▶ _SUPPLIED PASSAGE_

Tsai says Taiwan's global status has risen amid COVID pandemic

President again offers talks with China, albeit with conditions

Taiwanese President Tsai Ing-wen said Friday that cross-strait relations are no longer just an issue between Taipei and Beijing, but also an issue concerning the stability of global security.   © Reuters

TAIPEI -- Taiwanese President Tsai Ing-wen said in a New Year's speech that the island's global status has been lifted amid the COVID-19 pandemic, and cross-strait relations with Beijing are now an issue for the entire world.

"Taiwan's strategic position in the world has been elevated," Tsai said at the Presidential Office on Friday. "In the past year, military aircraft and vessels from the other side of the [Taiwan] Strait have been frequently active around Taiwan, which not only caused impact on cross-strait relations but risked the peaceful, stable status of the Indo-Pacific region."

"Cross-strait relations are no longer just an issue between the two sides of the strait, but also an issue concerning the stability of the Indo-Pacific region and a global focus," she said.

Tsai also reached out to China again with an offer of dialogue on condition that Beijing shows it wants to improve cross-strait relations under the principles of parity and respect.

"When the pandemic is effectively controlled, we expect people from the two sides of the strait will gradually resume normal exchanges to increase understanding and reduce misunderstandings," she said.

Tsai's speech was planned to be delivered outside of the presidential building in front of a crowd, but the event was canceled and put online after Taiwan reported its first imported case of the new more transmissible U.K. strain of the virus on Wednesday.

About a year ago, the democratic island went on high alert and issued its first warning of a mysterious virus outbreak in the Chinese city of Wuhan to the World Health Organization and dispatched officials to screen passengers coming back from the Chinese city. As of Thursday, Taiwan, had reported only 799 cases -- 56 locally transmitted -- and seven deaths.

"We did not lockdown. Our children can go to school and people can go to work normally. Our people go to concerts with masks on, our economy continues to grow and our stock markets hit record highs," Tsai said. "Looking forward to 2021, we have reasons to be optimistic. Our companies grow steadily and employment is also stable. We have passed the most difficult phase and we will continue to live normally."

Taiwan is seen globally as a role model for containing COVID-19 despite being excluded from the WHO's World Health Assembly at China's behest. The island leveraged its success in fighting the pandemic to gain international support, and forge stronger ties with the U.S. amid prolonged Beijing-Washington tensions.

Taiwan grabbed the opportunity to call on further supply chain diversification from China. The American Institute in Taiwan, Washington's de facto embassy on the island, co-hosted a supply chain restructuring forum in early September with European Union, Canadian, and Japanese counterparts, to publicly advocate for decoupling. The same month, more than a dozen key European countries launched their first joint campaign to promote investment between the EU and Taiwan in a sign warming ties with the democratic island.

Relations between Washington and Taipei became tight under the leadership of Tsai and U.S. President Donald Trump. The Trump administration has approved 11 batches of arm sales to Taiwan since 2017, including six this year.

In response, Chinese military aircraft breached the median line between Taiwan and China more than 50 times and sent aircraft and vessels into Taiwan's southwestern air defense identification zone 380 times, according to Taiwan's National Defense Ministry.

▶ _LISTED RECORDS_
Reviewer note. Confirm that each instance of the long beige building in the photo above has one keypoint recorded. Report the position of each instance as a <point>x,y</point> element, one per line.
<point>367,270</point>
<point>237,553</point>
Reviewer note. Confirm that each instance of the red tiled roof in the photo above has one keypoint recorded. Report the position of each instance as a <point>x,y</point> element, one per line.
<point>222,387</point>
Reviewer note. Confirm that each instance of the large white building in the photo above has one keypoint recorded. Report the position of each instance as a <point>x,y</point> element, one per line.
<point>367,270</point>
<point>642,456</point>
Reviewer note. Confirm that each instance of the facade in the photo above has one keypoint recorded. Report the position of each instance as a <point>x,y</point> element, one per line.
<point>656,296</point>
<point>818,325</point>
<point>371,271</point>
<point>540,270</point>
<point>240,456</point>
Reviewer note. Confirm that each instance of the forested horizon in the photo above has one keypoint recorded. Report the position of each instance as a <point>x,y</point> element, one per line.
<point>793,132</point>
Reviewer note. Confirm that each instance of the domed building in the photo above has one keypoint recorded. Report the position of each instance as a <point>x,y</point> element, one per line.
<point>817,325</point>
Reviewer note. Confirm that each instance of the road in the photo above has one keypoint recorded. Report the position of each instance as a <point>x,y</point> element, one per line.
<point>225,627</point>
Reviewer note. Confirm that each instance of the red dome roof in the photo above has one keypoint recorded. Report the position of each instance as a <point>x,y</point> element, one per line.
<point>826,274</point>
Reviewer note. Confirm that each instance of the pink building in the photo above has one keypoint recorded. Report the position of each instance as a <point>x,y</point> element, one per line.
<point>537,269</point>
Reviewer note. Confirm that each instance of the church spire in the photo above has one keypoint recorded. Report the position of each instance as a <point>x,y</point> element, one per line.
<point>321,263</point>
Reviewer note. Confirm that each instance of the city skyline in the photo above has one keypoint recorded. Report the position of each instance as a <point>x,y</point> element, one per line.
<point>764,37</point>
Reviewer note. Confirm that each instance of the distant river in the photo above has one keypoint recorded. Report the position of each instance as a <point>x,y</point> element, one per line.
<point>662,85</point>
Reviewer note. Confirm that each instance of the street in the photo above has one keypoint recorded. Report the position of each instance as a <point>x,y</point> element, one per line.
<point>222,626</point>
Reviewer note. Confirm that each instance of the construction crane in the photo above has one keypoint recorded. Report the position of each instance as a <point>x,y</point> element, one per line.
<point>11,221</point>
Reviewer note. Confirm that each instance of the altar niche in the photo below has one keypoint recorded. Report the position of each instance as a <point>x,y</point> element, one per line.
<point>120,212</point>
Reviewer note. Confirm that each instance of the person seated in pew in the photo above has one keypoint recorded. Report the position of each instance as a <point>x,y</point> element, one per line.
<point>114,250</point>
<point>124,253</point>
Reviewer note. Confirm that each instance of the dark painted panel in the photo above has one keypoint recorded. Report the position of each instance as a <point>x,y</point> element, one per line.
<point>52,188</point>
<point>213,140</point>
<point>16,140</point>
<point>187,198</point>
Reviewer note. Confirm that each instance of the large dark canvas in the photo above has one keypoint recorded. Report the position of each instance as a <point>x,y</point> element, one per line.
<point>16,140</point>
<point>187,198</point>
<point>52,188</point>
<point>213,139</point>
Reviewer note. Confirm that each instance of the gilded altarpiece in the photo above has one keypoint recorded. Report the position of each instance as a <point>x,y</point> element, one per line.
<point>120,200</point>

▶ _AIM OF THE EXERCISE_
In the article on Tsai's New Year speech, why was the speech moved online instead of being given in front of a crowd? The listing is separate material and has no connection to the article.

▶ _YOUR RESPONSE_
The event was canceled after Taiwan reported its first imported case of the more transmissible U.K. strain of the virus on Wednesday.